Your goal: Rewrite the records below as a JSON list of strings, one string per line with blank lines omitted, starting at the line containing "Tag low stone wall in this screenshot." and ending at the line containing "922, 222, 960]]". Include only those lines, with both end lines included.

(Entries from an annotation dataset)
====================
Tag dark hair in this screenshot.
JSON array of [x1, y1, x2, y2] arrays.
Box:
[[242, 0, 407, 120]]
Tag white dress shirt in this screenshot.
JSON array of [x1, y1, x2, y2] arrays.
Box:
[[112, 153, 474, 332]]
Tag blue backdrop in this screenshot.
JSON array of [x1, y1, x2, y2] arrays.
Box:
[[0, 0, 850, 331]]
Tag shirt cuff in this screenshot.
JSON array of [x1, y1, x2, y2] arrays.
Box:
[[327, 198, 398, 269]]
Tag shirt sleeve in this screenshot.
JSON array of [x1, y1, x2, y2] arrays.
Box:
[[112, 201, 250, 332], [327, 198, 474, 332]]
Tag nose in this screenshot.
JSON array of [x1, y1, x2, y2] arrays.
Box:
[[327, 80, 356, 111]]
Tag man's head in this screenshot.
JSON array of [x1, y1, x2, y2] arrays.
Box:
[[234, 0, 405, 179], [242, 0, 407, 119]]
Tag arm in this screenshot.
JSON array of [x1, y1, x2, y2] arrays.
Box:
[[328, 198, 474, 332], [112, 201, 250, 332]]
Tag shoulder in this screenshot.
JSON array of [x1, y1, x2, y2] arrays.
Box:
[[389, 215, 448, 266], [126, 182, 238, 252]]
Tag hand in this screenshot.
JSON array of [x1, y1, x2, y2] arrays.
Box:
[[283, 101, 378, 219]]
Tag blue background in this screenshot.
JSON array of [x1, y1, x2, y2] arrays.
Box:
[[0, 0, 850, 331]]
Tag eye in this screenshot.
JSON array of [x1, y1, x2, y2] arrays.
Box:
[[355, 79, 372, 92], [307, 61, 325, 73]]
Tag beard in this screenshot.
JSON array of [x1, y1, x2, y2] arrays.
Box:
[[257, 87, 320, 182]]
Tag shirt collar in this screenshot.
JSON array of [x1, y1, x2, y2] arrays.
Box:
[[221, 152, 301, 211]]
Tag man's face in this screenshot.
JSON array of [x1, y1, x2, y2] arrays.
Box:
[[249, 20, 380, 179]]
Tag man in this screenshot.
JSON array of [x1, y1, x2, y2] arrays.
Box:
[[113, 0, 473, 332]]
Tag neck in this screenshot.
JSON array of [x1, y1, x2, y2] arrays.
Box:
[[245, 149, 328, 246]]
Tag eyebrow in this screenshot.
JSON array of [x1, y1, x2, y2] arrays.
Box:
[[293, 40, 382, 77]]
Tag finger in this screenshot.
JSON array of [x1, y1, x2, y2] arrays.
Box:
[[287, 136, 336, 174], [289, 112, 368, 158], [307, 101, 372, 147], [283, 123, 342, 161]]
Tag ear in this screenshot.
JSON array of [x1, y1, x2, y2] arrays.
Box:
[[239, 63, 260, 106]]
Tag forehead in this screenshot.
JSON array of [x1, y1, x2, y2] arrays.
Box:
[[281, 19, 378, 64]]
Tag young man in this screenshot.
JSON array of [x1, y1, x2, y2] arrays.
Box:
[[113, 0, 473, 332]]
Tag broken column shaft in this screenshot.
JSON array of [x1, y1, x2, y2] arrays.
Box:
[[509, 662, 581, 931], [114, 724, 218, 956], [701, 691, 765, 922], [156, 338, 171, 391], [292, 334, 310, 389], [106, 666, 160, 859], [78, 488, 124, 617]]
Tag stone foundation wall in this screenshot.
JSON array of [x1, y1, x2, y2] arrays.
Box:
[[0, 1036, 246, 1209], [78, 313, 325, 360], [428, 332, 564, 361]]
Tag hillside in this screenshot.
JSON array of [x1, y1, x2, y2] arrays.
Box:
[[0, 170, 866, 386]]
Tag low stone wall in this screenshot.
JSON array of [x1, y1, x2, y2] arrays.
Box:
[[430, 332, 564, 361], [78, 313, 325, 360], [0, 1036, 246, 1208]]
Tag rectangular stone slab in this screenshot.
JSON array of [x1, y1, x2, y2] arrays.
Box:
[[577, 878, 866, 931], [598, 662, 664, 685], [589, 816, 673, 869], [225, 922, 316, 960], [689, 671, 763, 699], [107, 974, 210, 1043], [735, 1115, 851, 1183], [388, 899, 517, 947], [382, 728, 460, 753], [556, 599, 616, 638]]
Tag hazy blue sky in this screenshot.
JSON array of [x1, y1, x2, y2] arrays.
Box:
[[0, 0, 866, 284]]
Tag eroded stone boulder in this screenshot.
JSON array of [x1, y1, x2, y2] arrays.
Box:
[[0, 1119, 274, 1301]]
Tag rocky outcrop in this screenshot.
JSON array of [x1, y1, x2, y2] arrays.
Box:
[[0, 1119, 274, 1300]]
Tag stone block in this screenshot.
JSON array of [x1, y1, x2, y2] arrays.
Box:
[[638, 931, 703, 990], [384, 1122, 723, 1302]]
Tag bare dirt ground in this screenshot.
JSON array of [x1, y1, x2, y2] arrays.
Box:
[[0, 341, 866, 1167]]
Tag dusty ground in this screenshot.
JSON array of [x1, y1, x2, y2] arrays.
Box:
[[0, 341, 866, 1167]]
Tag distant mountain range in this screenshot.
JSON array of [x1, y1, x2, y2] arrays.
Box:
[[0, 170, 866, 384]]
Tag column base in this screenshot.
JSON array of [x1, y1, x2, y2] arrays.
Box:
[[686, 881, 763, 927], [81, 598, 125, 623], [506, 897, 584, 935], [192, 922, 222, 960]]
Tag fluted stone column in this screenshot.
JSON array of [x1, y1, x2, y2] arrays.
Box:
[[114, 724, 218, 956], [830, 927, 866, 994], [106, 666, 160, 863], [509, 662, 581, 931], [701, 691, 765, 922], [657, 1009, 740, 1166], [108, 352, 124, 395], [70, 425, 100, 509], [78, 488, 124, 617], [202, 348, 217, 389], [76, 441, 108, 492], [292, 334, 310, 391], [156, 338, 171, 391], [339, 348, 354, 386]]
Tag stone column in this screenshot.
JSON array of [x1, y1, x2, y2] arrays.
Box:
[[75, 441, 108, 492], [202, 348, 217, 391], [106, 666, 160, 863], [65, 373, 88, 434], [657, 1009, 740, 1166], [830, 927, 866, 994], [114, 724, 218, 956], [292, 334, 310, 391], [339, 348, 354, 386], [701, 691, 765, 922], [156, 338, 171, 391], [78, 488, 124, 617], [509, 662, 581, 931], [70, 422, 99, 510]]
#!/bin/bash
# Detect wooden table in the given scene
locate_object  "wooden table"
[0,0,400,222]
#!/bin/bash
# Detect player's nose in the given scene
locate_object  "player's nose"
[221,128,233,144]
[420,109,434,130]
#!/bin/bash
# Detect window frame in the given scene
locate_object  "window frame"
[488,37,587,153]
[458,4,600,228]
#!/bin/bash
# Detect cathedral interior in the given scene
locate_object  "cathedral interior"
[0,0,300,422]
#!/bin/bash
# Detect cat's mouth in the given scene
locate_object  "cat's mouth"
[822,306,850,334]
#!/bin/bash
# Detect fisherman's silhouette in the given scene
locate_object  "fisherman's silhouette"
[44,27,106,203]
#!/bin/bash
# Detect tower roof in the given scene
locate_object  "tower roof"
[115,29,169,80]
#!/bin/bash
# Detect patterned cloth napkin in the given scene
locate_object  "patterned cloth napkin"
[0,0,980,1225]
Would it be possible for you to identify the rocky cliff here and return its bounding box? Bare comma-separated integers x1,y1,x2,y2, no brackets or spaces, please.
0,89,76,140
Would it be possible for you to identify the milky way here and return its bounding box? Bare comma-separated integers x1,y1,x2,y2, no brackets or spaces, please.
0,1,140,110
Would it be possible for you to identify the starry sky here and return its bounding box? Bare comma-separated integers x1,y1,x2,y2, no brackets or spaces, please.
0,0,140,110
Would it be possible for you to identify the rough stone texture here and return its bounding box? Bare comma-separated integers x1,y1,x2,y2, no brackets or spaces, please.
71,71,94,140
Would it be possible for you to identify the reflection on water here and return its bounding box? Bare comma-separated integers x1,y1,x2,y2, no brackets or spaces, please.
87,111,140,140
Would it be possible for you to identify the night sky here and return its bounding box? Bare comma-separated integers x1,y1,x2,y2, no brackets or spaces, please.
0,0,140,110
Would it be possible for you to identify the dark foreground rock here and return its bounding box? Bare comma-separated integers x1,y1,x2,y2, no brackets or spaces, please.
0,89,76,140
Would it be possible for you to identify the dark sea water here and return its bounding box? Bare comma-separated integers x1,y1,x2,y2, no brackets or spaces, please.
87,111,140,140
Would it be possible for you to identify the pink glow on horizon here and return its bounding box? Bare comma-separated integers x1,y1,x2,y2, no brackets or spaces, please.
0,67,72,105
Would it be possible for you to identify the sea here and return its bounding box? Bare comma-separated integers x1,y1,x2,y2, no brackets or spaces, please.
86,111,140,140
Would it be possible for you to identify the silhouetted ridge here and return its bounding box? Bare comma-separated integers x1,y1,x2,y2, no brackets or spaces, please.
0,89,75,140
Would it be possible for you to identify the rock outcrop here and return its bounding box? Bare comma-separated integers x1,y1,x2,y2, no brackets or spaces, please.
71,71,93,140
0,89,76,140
====================
Solution below:
[
  "Tag low stone wall in this screenshot.",
  "JSON array of [x1, y1, x2, y2] arrays.",
  "Box:",
  "[[430, 332, 564, 361], [78, 313, 325, 360], [0, 1036, 246, 1208]]",
  "Tag rectangular stone slab in this screenshot.",
  "JSON array of [x1, y1, x2, y2] arrays.",
  "Box:",
  "[[577, 878, 866, 931], [598, 662, 664, 685], [589, 816, 673, 869], [225, 922, 316, 960], [689, 671, 763, 699], [107, 974, 210, 1043], [735, 1115, 851, 1183], [388, 899, 517, 947], [382, 728, 460, 753], [556, 599, 616, 638]]",
  "Tag hazy blue sky in this screenshot.",
  "JSON array of [x1, y1, x2, y2] arrays.",
  "Box:",
  "[[0, 0, 866, 284]]",
  "Tag eroded stone boulder in this screenshot.",
  "JSON array of [x1, y1, x2, y2] arrays.",
  "Box:",
  "[[0, 1119, 274, 1301]]",
  "Tag rocky outcrop in this screenshot.",
  "JSON array of [x1, y1, x2, y2] arrays.",
  "Box:",
  "[[0, 1119, 274, 1300]]",
  "Tag stone block in this screenshot.",
  "JSON array of [x1, y1, x2, y2] arrays.",
  "Box:",
  "[[638, 931, 703, 990], [384, 1122, 723, 1302]]",
  "Tag bare dirt ground in this screenshot.",
  "JSON array of [x1, y1, x2, y2] arrays.",
  "Box:",
  "[[0, 341, 866, 1167]]",
  "Tag dusty ground in this screenshot.",
  "JSON array of [x1, y1, x2, y2] arrays.",
  "Box:",
  "[[0, 341, 866, 1167]]",
  "Tag distant mountain range in this screenshot.",
  "JSON array of [x1, y1, x2, y2] arrays.",
  "Box:",
  "[[0, 170, 866, 384]]",
  "Tag column base in this screenshot.",
  "JSON array of [x1, y1, x2, y2] arrays.",
  "Box:",
  "[[686, 881, 763, 927], [81, 598, 125, 623], [506, 897, 584, 935], [192, 922, 222, 960]]"
]